RECORDS –
:::::

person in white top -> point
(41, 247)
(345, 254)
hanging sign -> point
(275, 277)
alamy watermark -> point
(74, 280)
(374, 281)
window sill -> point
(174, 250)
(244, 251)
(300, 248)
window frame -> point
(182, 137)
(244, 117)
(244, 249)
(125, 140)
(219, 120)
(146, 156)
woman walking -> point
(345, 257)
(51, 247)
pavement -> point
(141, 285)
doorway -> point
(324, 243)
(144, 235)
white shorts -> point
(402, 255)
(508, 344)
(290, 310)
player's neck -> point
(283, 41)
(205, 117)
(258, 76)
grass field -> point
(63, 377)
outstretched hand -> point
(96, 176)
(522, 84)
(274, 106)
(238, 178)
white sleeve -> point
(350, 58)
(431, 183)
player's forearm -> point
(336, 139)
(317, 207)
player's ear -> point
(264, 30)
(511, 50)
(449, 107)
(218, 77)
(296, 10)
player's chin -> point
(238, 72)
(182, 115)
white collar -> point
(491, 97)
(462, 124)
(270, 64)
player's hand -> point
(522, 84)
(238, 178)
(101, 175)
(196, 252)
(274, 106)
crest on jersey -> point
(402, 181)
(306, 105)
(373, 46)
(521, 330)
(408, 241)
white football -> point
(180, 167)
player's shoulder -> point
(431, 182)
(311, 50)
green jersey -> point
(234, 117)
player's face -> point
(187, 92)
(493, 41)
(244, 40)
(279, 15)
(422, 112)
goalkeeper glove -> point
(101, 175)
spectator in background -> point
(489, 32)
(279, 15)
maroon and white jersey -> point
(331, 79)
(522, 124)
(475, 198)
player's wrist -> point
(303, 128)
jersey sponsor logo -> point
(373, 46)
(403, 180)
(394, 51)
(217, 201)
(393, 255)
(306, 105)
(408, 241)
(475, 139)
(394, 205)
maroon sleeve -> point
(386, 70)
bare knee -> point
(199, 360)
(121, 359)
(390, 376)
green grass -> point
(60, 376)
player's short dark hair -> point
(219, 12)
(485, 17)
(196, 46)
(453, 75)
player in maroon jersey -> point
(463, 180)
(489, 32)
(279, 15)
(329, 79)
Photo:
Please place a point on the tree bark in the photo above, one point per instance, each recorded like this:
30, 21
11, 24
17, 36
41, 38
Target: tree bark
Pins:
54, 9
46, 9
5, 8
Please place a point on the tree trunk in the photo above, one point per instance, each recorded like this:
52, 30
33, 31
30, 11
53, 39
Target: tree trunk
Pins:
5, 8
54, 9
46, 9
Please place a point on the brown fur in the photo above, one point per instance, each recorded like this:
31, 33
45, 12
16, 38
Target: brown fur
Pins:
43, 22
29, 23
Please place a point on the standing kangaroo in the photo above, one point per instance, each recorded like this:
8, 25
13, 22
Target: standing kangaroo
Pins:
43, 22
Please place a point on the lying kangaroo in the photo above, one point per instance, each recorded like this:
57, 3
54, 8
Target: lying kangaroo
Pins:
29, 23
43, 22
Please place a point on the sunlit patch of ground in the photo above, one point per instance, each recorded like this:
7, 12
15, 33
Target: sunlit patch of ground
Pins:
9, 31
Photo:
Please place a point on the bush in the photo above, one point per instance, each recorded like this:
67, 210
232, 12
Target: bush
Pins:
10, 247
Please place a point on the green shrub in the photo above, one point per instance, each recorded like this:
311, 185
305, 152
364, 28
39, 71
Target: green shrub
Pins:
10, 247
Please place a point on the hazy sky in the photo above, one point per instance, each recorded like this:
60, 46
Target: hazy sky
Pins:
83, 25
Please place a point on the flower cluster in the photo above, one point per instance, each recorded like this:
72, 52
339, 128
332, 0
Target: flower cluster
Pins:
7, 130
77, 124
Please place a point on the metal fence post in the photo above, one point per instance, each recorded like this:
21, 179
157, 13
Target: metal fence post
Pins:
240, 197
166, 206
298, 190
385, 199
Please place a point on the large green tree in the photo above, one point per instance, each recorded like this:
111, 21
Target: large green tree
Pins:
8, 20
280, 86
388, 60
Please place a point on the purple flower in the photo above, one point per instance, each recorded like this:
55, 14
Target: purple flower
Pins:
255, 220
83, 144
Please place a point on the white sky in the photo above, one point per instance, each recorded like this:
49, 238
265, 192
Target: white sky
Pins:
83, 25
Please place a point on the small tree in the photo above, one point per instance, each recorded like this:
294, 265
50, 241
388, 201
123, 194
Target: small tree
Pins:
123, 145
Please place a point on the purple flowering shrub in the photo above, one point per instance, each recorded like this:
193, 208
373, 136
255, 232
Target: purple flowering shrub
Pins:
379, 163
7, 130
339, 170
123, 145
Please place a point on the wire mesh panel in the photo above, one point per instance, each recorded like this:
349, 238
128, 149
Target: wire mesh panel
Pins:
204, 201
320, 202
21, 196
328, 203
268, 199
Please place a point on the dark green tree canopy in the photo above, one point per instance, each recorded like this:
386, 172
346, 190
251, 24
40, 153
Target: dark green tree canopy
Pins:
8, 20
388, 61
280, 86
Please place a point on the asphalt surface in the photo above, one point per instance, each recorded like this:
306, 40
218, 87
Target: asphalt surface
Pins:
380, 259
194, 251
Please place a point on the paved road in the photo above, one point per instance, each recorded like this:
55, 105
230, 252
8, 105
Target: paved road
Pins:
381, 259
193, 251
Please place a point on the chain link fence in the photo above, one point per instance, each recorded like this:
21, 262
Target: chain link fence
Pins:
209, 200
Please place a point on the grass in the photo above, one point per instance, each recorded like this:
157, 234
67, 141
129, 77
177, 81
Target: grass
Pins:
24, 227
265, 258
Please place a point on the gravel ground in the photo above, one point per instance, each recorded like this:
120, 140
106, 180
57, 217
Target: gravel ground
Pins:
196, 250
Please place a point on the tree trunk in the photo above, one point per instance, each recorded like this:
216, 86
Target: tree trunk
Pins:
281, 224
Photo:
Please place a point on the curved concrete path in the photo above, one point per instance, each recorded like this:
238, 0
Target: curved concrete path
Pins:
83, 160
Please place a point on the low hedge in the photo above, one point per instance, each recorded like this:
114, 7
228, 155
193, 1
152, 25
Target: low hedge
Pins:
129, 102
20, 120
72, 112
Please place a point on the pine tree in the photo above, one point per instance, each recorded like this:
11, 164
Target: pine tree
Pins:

:::::

TASK DETAILS –
Set down, unchanged, only those lines above that fall between the line with "Target: dark green tree canopy" and the line with "Please place a point on the paved", the two end lines included.

WRITTEN ANSWER –
Target: dark green tree canopy
Pins:
8, 20
388, 61
280, 86
Please place a point on the asphalt surface in the photo above, one point per instance, each recorded like this:
306, 40
218, 87
Target: asphalt surface
Pins:
380, 259
194, 251
Please place a point on the paved road in the photo above, one point per instance, each recorded like this:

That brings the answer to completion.